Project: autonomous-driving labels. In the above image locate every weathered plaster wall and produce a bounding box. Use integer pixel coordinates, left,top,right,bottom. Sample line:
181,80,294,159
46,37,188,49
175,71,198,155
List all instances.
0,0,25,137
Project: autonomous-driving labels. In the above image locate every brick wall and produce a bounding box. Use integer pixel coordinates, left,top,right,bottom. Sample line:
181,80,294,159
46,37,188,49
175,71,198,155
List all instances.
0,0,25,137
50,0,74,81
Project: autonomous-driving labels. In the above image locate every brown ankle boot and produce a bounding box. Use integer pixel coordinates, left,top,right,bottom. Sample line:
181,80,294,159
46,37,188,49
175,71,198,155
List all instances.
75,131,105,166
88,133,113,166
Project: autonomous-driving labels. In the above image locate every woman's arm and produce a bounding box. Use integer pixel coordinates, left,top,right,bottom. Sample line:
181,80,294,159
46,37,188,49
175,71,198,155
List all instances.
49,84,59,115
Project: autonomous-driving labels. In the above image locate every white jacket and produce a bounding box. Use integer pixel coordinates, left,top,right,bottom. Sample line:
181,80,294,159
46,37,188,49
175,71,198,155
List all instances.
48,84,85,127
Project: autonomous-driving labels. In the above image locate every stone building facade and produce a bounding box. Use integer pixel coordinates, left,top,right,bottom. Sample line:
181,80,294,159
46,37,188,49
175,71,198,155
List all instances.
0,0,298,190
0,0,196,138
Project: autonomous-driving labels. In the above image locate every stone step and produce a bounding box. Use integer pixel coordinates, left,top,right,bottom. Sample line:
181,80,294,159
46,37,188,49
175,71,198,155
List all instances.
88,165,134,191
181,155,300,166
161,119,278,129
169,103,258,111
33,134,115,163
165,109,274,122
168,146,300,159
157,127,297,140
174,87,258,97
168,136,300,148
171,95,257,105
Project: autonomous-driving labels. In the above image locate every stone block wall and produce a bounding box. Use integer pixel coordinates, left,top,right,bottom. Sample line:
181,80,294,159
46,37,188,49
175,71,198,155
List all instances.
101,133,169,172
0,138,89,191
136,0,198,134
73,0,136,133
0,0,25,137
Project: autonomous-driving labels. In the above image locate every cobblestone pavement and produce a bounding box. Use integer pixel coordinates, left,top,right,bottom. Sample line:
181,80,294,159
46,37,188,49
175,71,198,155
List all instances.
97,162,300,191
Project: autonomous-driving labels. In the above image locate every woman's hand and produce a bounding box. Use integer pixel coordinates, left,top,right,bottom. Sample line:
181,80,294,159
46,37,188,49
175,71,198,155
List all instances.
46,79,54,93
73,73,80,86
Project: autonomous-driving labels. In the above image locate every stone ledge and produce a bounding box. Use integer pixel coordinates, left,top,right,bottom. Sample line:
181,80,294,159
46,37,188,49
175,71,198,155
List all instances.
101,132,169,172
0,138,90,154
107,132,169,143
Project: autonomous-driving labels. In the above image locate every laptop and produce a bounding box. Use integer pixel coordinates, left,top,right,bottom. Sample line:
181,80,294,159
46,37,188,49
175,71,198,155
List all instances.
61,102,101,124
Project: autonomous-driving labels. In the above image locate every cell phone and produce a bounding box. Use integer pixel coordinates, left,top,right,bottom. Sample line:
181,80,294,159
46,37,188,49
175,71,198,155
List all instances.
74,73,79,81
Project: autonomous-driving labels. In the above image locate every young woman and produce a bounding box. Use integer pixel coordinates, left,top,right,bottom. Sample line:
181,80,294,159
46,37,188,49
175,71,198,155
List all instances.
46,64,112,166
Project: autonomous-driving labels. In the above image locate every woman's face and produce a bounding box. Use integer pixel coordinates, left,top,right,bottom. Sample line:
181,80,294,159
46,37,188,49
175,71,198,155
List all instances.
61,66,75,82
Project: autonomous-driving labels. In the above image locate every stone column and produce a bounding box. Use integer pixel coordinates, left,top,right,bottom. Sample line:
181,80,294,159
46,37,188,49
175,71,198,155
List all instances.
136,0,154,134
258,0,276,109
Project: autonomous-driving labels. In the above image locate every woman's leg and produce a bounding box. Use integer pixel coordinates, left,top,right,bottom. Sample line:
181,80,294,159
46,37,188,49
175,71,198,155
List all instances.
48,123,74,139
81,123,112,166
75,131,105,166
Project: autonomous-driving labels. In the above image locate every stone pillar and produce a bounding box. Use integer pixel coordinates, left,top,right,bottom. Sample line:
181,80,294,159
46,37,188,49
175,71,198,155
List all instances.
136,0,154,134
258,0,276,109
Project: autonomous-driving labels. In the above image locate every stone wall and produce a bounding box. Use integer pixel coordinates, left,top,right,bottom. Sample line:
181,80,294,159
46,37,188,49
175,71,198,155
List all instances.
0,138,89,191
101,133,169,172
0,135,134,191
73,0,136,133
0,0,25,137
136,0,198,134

================================

> _What is needed_:
Rewrite all of the data above as a numbered list, one line per item, leaving out any blank lines.

> _Task response_:
1. Project: autonomous-driving labels. In the above image locate every weathered plaster wall and produce a bounding box. Use integer pixel coordinates, left,top,right,bottom. Sample line:
2. 181,80,294,159
3. 46,37,188,49
4. 175,71,198,155
5. List all instances.
6. 0,0,25,137
7. Project: autonomous-driving labels. In the above image locate every brick wall and produce a bounding box. Use integer pixel coordinates, left,top,right,bottom. Sample line:
8. 181,80,294,159
9. 46,37,188,49
10. 175,71,198,155
11. List all instances.
12. 0,0,25,137
13. 50,0,74,81
14. Project: autonomous-driving labels. In the above image locate every brown ankle boot and produce a bounding box. Use integer pixel coordinates, left,top,right,bottom. Sample line:
15. 181,80,294,159
16. 46,37,188,49
17. 175,71,198,155
18. List all instances.
19. 75,131,105,166
20. 88,133,113,166
21. Project: autonomous-driving labels. In the above image locate every woman's arm and produce a bounding box. Use integer pixel coordinates, left,top,right,bottom. Sample line:
22. 181,80,294,159
23. 46,37,188,49
24. 175,71,198,155
25. List all instances.
26. 49,84,59,115
27. Project: autonomous-driving labels. In the above image locate every white jacket and produce a bounding box. Use integer pixel coordinates, left,top,right,bottom. Sample line:
28. 181,80,294,159
29. 46,37,188,49
30. 175,71,198,155
31. List all instances.
32. 48,84,85,127
33. Project: autonomous-driving labels. In the above image locate every stone building facade and produce a bounding box. Use integer pixel coordinates, left,top,right,bottom. Sample line:
34. 181,80,294,159
35. 46,37,188,49
36. 175,71,198,155
37. List all instances.
38. 0,0,298,190
39. 0,0,196,138
40. Project: autonomous-driving labels. In the above image locate every stone step and produce a bounding box. Use integer pixel coordinates, left,top,right,bottom. Sample line:
41. 181,80,294,159
42. 46,37,188,49
43. 175,71,198,155
44. List all instances.
45. 88,165,134,191
46. 181,155,300,166
47. 161,119,278,129
48. 169,103,258,111
49. 33,134,115,163
50. 165,109,274,122
51. 168,146,300,159
52. 157,127,297,140
53. 174,87,258,97
54. 168,136,300,148
55. 171,95,257,105
56. Project: autonomous-driving labels. In the above image locate every stone block wall and produce a bounding box. Use integer pixel coordinates, left,top,right,bottom. Sample line:
57. 181,80,294,159
58. 46,37,188,49
59. 175,71,198,155
60. List all instances.
61. 101,133,169,172
62. 0,138,89,191
63. 136,0,198,134
64. 73,0,136,133
65. 0,0,25,137
66. Project: autonomous-driving labels. In the above image locate every cobblestone pavement and produce a bounding box. Use integer pixel coordinates, left,top,right,bottom. Sample line:
67. 181,80,294,159
68. 46,37,188,49
69. 175,71,198,155
70. List all instances.
71. 97,162,300,191
72. Project: autonomous-driving labels. In the above image locate every woman's hand and produce a bounding box. Use integer pixel coordinates, left,top,right,bottom. Sample line:
73. 181,80,294,159
74. 46,37,188,49
75. 175,71,198,155
76. List all instances.
77. 46,79,54,93
78. 73,73,80,86
79. Project: autonomous-driving labels. In the above image locate every stone ledge and produce a bounding box. Use integer pixel coordinates, left,top,right,bottom. Sample line:
80. 181,80,294,159
81. 46,37,188,49
82. 175,71,198,155
83. List all instances.
84. 101,132,169,172
85. 0,138,90,154
86. 107,132,169,143
87. Project: autonomous-driving labels. In the above image locate every laptop and produce a bounding box. Use integer pixel coordinates, left,top,right,bottom. Sample line:
88. 181,80,294,159
89. 46,37,188,49
90. 175,71,198,155
91. List all instances.
92. 61,102,101,124
93. Project: autonomous-driving labels. In the above image locate every cell phone and produce a bounding box. Use integer pixel coordinates, left,top,right,bottom. Sample line:
94. 181,80,294,159
95. 46,37,188,49
96. 175,71,198,155
97. List all instances.
98. 74,73,79,81
99. Project: autonomous-driving labels. In the above image locate every young woman and produce a bounding box. Use integer pixel coordinates, left,top,right,bottom. Sample line:
100. 181,80,294,159
101. 46,37,188,49
102. 175,71,198,155
103. List all instances.
104. 46,64,112,166
105. Project: autonomous-driving labels. In the above image locate every woman's face and produce a bounding box. Use integer pixel coordinates, left,top,right,bottom. Sample line:
106. 181,80,294,159
107. 46,37,188,49
108. 175,71,198,155
109. List all instances.
110. 61,66,75,82
111. Project: autonomous-driving labels. In the above image locate every stone column and produce a bounding box. Use integer pixel coordinates, left,top,right,bottom. Sample line:
112. 181,80,294,159
113. 46,37,188,49
114. 175,71,198,155
115. List all instances.
116. 136,0,154,134
117. 258,0,276,109
118. Project: autonomous-driving labels. In the above image locate every woman's leg and produce a bounding box. Use integer pixel coordinates, left,top,right,bottom. Sample line:
119. 181,80,294,159
120. 46,37,188,49
121. 175,71,198,155
122. List all instances.
123. 48,123,74,139
124. 81,123,112,166
125. 75,131,105,166
126. Project: autonomous-driving labels. In the above image locate every stone pillar and produce a bounding box. Use integer pixel coordinates, left,top,right,bottom. Sample line:
127. 181,80,294,159
128. 46,37,188,49
129. 175,71,198,155
130. List all instances.
131. 136,0,154,134
132. 258,0,276,109
133. Project: autonomous-driving labels. In the above image locate every stone wall and produce a bounding box. Use integer pixel coordinates, left,top,right,bottom. Sample line:
134. 181,80,294,159
135. 46,37,188,49
136. 175,71,198,155
137. List all instances.
138. 0,138,89,191
139. 101,133,169,172
140. 0,135,134,191
141. 73,0,136,133
142. 0,0,25,137
143. 136,0,198,134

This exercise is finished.